START DOCUMENT EXCERPT

What you say makes sense....

Why a 3rd power input is beyond my imanigation?..

I have 2 batteries and 2 avionics busses. Primary to one, Secondary to the other, both the efis and the ahrs.


If that all fails I have a Dynon and steam guages.....yummy:eek:
 
One for the Main bus

One for the Essential bus

and One to the Aux battery

...at least that's how I do it.....this way, you never have to switch anything - if you have power somewhere on an aircraft bus, the EFIS has power. That's how a certain aerospace vehicle power's it's computers (more or less). ;)

Paul
 
Paul

How do you keep the aux battery charged - is it possibly as simple as running a wire from one of the busses to the aux battery with a diode in between to stop the juice from flowing out of the aux battery during start up?

END DOCUMENT EXCERPT
START DATA SUPPLIED

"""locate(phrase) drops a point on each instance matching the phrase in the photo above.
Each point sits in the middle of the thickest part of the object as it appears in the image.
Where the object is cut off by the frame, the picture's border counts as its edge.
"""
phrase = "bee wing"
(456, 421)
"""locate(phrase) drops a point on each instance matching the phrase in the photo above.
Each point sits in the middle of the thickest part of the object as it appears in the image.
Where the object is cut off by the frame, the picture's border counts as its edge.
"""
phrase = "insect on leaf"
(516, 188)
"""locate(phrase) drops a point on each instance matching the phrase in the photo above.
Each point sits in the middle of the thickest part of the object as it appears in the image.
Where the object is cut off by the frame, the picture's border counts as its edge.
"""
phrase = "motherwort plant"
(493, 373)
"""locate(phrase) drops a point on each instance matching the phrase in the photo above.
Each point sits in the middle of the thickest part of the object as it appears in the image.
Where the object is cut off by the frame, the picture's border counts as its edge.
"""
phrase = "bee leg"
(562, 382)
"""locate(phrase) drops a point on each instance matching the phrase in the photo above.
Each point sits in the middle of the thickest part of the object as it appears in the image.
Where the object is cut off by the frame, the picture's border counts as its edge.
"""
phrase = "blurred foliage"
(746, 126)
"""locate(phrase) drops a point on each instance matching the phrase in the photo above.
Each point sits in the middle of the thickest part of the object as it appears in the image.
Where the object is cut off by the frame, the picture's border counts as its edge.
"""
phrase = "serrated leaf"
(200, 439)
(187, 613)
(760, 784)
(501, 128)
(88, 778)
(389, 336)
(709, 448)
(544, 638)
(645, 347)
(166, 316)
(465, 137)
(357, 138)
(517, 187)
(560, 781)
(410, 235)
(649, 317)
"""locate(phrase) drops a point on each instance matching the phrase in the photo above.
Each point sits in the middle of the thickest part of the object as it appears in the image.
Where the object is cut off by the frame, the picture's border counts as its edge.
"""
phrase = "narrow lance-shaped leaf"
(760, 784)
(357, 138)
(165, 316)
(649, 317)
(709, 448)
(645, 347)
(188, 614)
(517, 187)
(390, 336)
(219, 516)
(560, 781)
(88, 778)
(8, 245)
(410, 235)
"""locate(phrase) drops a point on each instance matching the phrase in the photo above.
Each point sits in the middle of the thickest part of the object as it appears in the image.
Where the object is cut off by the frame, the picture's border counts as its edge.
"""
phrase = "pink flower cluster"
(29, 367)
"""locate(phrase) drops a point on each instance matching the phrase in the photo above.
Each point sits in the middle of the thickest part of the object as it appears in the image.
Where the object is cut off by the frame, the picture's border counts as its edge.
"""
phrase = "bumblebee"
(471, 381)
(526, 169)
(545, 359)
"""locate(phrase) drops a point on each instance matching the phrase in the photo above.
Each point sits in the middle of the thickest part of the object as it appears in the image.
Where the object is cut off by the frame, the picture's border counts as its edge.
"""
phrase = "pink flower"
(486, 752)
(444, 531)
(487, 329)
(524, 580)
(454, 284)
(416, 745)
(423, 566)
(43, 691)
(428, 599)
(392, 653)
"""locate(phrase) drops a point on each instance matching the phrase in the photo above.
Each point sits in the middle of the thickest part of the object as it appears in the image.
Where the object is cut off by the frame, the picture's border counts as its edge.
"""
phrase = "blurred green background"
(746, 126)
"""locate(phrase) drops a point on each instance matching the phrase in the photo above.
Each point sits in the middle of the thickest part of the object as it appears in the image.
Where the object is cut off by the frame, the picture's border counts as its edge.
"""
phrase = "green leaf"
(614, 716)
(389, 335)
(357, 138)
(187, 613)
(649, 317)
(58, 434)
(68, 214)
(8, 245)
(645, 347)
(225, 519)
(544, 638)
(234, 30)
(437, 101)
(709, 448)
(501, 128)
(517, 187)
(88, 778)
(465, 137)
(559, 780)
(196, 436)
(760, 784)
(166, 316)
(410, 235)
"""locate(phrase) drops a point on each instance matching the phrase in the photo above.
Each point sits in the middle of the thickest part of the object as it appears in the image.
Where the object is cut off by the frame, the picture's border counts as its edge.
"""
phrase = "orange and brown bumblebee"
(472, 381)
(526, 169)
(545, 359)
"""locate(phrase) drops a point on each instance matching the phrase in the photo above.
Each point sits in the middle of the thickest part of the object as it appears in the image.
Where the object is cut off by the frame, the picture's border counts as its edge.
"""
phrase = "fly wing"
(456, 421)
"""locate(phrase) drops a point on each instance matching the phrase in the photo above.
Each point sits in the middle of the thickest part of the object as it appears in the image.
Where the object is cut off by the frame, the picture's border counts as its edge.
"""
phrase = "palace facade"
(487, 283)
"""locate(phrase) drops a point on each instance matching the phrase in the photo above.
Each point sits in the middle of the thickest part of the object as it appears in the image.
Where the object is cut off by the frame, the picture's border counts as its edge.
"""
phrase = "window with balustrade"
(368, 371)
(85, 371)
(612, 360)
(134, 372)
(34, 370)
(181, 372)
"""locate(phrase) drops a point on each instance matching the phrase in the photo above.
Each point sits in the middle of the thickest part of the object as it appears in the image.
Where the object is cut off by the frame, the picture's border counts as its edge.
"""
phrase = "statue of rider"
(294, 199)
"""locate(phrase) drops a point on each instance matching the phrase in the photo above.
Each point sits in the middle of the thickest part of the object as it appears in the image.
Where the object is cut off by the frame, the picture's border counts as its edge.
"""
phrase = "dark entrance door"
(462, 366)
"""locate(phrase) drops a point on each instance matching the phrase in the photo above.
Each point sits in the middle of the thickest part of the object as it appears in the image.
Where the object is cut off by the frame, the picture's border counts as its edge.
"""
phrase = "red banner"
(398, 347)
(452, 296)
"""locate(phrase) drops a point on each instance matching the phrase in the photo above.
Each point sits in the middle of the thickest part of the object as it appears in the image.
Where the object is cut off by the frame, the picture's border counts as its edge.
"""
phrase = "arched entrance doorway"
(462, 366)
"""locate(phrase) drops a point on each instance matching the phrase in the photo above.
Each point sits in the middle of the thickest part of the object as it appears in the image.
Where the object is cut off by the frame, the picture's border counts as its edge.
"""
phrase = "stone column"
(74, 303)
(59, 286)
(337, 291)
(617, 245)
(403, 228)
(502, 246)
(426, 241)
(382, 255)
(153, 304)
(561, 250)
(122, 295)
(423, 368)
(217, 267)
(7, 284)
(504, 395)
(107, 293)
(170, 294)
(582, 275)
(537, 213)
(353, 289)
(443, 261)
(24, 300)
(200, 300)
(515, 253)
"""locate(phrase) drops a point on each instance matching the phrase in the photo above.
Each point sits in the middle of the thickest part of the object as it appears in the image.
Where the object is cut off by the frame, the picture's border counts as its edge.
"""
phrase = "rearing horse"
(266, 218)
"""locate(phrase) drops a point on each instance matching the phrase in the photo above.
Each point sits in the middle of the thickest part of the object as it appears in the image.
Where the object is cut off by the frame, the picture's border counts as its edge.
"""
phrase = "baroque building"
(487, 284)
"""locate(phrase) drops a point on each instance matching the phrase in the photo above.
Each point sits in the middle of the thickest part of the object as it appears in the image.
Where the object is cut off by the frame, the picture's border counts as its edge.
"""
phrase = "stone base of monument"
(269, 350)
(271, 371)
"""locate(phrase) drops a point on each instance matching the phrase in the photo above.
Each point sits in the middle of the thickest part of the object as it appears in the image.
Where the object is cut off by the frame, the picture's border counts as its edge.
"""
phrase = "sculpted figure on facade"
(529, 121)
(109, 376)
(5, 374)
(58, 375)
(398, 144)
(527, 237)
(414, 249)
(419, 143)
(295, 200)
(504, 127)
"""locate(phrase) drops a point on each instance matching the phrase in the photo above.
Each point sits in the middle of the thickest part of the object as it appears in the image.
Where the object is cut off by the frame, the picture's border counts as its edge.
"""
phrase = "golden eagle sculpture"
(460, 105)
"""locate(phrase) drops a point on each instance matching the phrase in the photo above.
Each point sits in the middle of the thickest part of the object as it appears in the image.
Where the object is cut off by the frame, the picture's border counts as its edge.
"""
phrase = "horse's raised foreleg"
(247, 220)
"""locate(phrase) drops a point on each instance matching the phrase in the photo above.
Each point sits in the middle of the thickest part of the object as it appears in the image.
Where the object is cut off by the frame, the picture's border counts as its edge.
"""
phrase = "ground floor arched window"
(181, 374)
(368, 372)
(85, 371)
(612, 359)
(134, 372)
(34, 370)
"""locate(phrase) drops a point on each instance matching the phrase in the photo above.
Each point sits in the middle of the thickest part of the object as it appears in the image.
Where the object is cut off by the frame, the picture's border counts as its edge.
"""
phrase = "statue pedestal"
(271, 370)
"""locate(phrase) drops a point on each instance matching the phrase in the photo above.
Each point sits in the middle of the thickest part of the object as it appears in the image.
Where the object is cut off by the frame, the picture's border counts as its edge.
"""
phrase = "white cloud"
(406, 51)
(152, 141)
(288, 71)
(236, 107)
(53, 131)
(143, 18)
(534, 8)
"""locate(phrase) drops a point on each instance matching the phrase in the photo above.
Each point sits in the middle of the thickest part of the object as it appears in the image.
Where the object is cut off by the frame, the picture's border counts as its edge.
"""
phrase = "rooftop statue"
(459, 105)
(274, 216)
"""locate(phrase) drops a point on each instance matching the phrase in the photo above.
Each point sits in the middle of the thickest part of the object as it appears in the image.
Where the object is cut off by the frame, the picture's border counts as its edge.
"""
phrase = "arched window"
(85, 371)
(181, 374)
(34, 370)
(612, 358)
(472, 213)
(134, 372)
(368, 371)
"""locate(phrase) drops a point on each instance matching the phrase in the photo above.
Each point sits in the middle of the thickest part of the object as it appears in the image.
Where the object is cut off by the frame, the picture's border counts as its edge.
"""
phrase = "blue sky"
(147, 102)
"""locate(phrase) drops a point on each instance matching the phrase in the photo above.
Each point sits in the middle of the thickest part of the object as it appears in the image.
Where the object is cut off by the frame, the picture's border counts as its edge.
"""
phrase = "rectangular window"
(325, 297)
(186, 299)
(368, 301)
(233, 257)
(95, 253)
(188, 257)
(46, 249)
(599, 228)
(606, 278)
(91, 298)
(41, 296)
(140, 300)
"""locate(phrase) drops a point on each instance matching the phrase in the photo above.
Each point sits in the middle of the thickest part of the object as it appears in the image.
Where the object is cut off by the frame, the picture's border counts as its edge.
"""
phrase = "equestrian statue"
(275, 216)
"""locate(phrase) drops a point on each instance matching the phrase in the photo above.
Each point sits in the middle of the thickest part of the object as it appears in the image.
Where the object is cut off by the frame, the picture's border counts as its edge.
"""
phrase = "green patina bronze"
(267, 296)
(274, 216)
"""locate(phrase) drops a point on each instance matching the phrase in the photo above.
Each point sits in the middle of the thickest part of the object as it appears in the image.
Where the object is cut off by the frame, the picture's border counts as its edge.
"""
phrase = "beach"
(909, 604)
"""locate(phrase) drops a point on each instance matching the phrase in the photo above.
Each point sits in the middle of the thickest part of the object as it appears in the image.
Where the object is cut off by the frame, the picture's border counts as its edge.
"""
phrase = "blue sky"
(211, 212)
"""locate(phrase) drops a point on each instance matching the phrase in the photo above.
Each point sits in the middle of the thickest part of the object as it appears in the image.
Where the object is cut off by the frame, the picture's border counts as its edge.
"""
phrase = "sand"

END DATA SUPPLIED

## [WHAT THIS EXERCISE ASKS]
A – Quote the avionics power discussion from "How do you keep" through "during start up?", inclusive.
B – Answer these questions about the avionics power discussion:
(i) How many batteries and how many avionics busses does the first writer have?
(ii) What three sources does Paul connect to the EFIS power inputs?
(iii) In the closing question, what component would sit between a bus and the aux battery?
The dataset items aren't needed for any of this.

## [OUTPUTS IN ORDER]
A –
How do you keep the aux battery charged - is it possibly as simple as running a wire from one of the busses to the aux battery with a diode in between to stop the juice from flowing out of the aux battery during start up?

B –
(i) Two batteries and two avionics busses.
(ii) The Main bus, the Essential bus and the Aux battery.
(iii) A diode.